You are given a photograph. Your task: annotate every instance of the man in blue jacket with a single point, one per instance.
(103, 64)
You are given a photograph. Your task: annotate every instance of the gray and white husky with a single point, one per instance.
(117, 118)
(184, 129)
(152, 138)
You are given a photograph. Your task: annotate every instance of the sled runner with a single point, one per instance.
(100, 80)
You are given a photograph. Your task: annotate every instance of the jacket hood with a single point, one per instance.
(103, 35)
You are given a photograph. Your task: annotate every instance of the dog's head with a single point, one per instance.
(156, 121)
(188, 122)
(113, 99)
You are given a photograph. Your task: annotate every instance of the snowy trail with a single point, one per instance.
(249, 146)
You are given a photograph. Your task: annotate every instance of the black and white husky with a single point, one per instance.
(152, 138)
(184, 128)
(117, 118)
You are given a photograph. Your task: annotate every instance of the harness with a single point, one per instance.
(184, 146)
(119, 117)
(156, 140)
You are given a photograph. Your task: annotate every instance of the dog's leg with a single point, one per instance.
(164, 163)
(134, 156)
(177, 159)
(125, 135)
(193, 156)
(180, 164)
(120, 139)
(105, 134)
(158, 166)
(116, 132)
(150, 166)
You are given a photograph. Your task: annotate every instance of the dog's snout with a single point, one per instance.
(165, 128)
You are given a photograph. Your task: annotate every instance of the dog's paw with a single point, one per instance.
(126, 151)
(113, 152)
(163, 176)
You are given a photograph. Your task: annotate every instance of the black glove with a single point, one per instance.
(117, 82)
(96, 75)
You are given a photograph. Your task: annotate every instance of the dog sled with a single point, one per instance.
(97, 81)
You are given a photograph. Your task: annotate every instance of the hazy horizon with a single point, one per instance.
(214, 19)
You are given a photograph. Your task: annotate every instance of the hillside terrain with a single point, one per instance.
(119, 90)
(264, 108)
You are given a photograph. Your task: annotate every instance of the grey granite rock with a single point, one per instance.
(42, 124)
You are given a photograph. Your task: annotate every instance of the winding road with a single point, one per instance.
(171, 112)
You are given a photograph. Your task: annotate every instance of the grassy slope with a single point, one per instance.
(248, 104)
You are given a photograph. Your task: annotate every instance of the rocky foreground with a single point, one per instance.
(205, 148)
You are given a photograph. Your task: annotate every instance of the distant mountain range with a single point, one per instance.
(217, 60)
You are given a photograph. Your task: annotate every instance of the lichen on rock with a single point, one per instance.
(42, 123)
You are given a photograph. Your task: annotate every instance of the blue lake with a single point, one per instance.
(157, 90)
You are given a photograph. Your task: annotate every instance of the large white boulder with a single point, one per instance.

_ _ _

Task details:
Every record above needs to be copied exactly.

The answer:
You are given a photograph. Your task: annotate every instance of the man in blue jacket with a single point, one per instance.
(103, 64)
You are given a photograph. Your task: annotate every instance of the gray and white husky with a single point, one per instance.
(117, 118)
(184, 129)
(152, 138)
You are given a photograph. Your task: annotate every instance of the sled runner with a single point, one per instance.
(100, 80)
You are given a photograph. Your task: annotate every instance of the jacket hood with a single point, one per instance.
(103, 35)
You are given a photograph. Your task: annotate every instance of the dog's head with a single point, one per instance.
(156, 121)
(188, 122)
(113, 99)
You are given a photograph. Your task: annotate every instance of the snowy trail with a single point, one per instance.
(249, 146)
You are given a photograph. Your task: annotate every instance of the black and white husky with a single point, one per instance.
(152, 138)
(184, 128)
(117, 118)
You are given a photograph. Your task: annotate every instance of the harness with a single point, one per instance.
(184, 146)
(119, 117)
(156, 140)
You are given a photograph. Your task: annotate every instance of the dog's leg with a single point, one per instance.
(164, 163)
(134, 156)
(177, 159)
(125, 135)
(193, 156)
(180, 164)
(120, 139)
(105, 134)
(158, 166)
(116, 132)
(150, 166)
You are given a photograph. Your task: annotate every instance of the dog's snout with a single point, one per instance.
(165, 128)
You are given a photograph. Your task: annotate every instance of the dog's paw with a single point, one per instance.
(126, 151)
(113, 152)
(163, 176)
You are given a photograph. Your task: annotate every instance of the black glove with a single point, one per instance.
(117, 82)
(96, 75)
You are given a photograph. Your task: annotate every instance of the dog sled with a single point, one per instance.
(97, 81)
You are given a photograph. Your task: annotate every instance of the hazy horizon with a single point, one per instance.
(214, 19)
You are given a photograph. Your task: annotate every instance of the hillside terrain with a single point, one per instance.
(119, 90)
(264, 108)
You are given a photograph. Your task: annotate every instance of the grey granite rock with a single point, one per instance.
(42, 124)
You are given a photograph. Your task: annotate every instance of the winding road with a single point, one per instance.
(171, 112)
You are given a photograph. Your task: annotate every instance of the grassy slope with a single point, one per instance.
(248, 104)
You are given a photograph. Your task: annotate every instance of the rocky foreground with a single point, one per instance.
(205, 148)
You are given a photograph. Your task: annotate every instance of the distant mountain range with a single point, one per instance.
(217, 60)
You are given a photograph. Your task: annotate every instance of the lichen on rock with a single point, one per instance.
(42, 123)
You are given a photograph. Your task: annotate every instance of the blue lake with a single point, one per instance.
(157, 90)
You are given a photograph. Your task: annotate every instance of the large white boulder with a single point, one per instance.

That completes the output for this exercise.